Required task: Can you reproduce everything in the Vivobarefoot interview from "When I was in America, there" down to "loved the idea.", putting "canvas patch" wherever "tennis racket cover" appears?

In this Building Better Business interview, we meet Galahad Clark, cofounder of B Corp-certified shoe manufacturer Vivobarefoot.

Galahad describes himself as a seventh-generation cobbler - his family are behind the famous Clarks shoe brand, founded in Somerset in the early 19th Century.

Vivobarefoot's goal is to produce "regenerative footwear and experiences to bring you closer to nature". Its shoes are designed to improve human health and have a minimal impact on the planet. 80% of pre-tax profit is invested in its social and environmental projects which include initiatives around materials and the supply chain, recycling, health and the environment.

Galahad talked to us about the history and development of Vivobarefoot, its sustainability and health initiatives, the concept of regenerative leadership and why he says "we're obsessed with community, honestly".  


Galahad - tell us about Vivobarefoot please - what's the origin story as Marvel fans would say?

“In a roundabout way, the origin story of Vivobarefoot probably started in the 19th Century, seven generations ago. My forefathers, Quaker sheep farmers in Somerset, made a slipper out of sheepskins that they’d started tanning.

They went on to build a pretty interesting shoe company [Clarks], and like many Quaker businesses, they were pioneers of the intersection of business and social justice.

They were building real communities and companies that provided real value to society.

Amazingly, in the 19th century, Clarks was actually at the forefront of making what I would deem as almost perfect shoes. If you look at advertising from the 1860s, they talk about the importance of preserving the natural shape of a child's foot, and how easy it is to restore the natural shape of your own feet.

The shoes of the day and age were sort of Victorian hobnail boots, so Clarks pioneered soft wide shoes, way back when.

When I was in my teens, I witnessed the family lose control of Clarks. A beautiful Quaker business, being taken over by short-term shareholder capitalist values and 80s and 90s capitalism.

I witnessed a lot of the people and family members in the Quaker business world feeling desperate about what was happening to what was a beautiful business. And we saw that with many other businesses around that time as well - Cadbury's is another good example though there are many others.

I grew up in Somerset, but I went to study in America, and kind of wanted to get away from the whole shoe thing in many ways because it surrounded me all my life.

When I was in America, there was a music group that I was really inspired by, who were into Clarks shoes. Shamelessly it was my way to go and hang out with Wu Tang Clan…shoes are temporary but Wu Tang is forever…

After that I got involved in a couple of shoe projects - I got slightly sucked into the shoe business for the love of music. A friend who was a student at the Royal College of Arts came to me with an idea. He kept on getting injured, and through the Alexander Technique he'd learned about the benefits of barefoot and postural alignment.

He'd taken a Nike Huarache shoe, cut the sole out of it and stitched on a tennis racket cover. He brought it to me and said, look, this is the way shoes should be made. And I instinctively really loved the idea.

We pursued it through a period of study, theoretical and practical, playing around trying to figure out how to make barefoot shoes, studying the foot and anatomy and biomechanics.

It’s remarkable how few people in the shoe industry really understand feet and biomechanics.

An exploded flatlay of different components of a Vivobarefoot shoe
Vivobarefoot footwear uses innovative human-centred designs




The more I learned, the more I experienced, I realised this was something you can't “unknow” – it was a truth that couldn't be unknown.

Source material:

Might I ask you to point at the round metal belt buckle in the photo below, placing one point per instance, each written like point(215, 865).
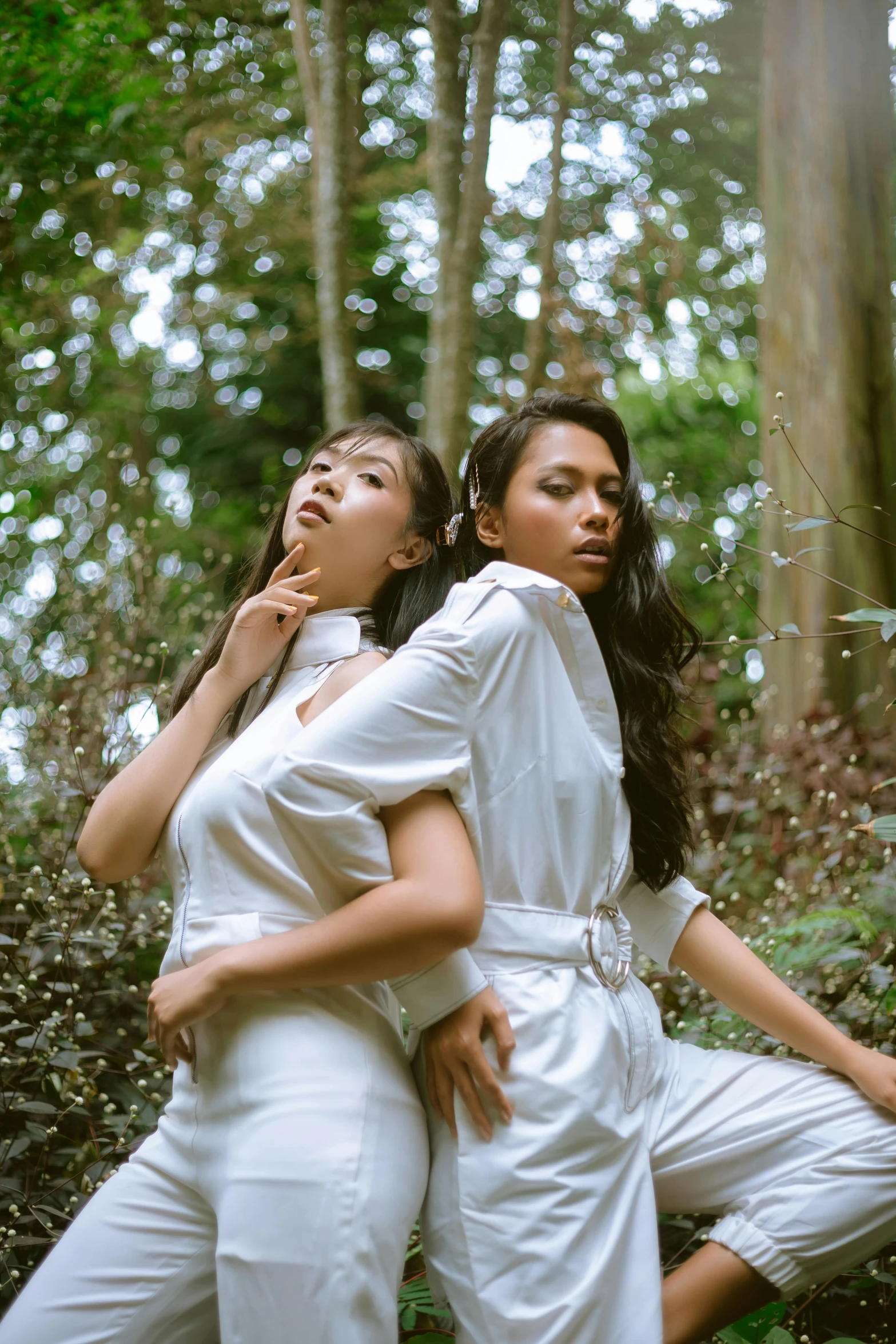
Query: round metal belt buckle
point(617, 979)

Solution below:
When I was in America, there was a music group that I was really inspired by, who were into Clarks shoes. Shamelessly it was my way to go and hang out with Wu Tang Clan…shoes are temporary but Wu Tang is forever…

After that I got involved in a couple of shoe projects - I got slightly sucked into the shoe business for the love of music. A friend who was a student at the Royal College of Arts came to me with an idea. He kept on getting injured, and through the Alexander Technique he'd learned about the benefits of barefoot and postural alignment.

He'd taken a Nike Huarache shoe, cut the sole out of it and stitched on a canvas patch. He brought it to me and said, look, this is the way shoes should be made. And I instinctively really loved the idea.